TASK TO CARRY OUT: Should a line below contain the word "green", report it.

━━━ SOURCE RECORDS ━━━

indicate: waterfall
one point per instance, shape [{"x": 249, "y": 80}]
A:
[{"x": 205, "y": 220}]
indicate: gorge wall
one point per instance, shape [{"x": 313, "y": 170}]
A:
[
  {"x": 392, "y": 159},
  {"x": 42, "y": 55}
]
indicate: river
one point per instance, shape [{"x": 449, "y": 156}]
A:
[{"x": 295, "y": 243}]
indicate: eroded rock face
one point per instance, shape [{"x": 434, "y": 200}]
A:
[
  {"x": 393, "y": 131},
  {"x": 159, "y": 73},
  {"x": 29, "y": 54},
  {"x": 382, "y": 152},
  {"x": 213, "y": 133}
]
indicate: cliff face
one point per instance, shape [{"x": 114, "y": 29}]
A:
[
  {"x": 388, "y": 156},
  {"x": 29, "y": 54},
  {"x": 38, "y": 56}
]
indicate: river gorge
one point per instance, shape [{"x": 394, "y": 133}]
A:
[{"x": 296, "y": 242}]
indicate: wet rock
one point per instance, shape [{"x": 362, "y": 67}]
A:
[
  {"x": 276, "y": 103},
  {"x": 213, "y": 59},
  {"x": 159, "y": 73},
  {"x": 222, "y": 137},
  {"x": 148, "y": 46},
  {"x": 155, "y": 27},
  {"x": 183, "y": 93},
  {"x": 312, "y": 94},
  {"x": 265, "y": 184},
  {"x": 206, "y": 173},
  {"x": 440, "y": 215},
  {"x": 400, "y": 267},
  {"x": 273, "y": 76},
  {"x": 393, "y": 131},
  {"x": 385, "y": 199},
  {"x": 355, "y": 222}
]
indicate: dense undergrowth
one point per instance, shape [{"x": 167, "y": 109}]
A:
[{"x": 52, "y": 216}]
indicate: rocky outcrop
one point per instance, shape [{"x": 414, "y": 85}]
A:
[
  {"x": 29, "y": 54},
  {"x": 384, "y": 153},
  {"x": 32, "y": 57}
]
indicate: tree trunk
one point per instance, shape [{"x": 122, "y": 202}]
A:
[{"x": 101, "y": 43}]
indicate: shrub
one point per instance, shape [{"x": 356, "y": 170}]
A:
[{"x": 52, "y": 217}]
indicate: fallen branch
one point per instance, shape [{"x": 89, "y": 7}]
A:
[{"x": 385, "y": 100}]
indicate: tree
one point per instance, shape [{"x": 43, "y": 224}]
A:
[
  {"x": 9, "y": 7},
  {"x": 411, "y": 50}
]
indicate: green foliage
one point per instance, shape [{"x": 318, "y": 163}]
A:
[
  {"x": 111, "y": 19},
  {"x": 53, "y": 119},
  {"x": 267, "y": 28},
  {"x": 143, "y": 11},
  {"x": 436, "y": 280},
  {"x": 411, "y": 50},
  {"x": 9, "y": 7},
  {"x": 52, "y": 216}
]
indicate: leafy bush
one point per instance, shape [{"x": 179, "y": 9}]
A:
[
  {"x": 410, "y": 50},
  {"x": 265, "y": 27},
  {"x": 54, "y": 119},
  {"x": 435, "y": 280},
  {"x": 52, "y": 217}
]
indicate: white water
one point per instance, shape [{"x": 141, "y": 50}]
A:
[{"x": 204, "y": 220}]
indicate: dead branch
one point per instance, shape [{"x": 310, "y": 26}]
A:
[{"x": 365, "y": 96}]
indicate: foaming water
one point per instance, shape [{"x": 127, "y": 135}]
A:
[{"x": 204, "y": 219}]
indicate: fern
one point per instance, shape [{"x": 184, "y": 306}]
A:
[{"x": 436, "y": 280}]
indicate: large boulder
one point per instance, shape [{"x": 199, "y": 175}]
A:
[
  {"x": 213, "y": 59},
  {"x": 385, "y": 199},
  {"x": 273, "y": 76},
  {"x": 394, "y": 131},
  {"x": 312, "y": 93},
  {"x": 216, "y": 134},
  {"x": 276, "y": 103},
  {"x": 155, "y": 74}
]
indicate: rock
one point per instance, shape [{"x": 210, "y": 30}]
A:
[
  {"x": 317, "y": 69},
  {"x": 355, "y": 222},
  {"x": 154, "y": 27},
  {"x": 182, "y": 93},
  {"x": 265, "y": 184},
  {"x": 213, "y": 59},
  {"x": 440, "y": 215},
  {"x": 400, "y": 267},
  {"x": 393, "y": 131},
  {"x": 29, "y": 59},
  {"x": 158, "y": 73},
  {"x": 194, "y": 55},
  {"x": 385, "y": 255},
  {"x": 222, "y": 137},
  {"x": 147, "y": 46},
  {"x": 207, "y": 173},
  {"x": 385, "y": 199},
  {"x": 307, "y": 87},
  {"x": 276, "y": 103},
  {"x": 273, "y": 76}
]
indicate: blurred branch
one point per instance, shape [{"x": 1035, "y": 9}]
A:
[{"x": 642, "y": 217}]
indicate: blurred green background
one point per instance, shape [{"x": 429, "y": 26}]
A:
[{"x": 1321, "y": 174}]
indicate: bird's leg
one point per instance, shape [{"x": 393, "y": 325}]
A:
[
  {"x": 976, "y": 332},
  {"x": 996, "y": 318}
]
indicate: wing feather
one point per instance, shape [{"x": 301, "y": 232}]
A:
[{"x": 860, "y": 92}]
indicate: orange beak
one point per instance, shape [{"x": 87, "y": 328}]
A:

━━━

RESULT:
indicate: green foliage
indicate: blurred green background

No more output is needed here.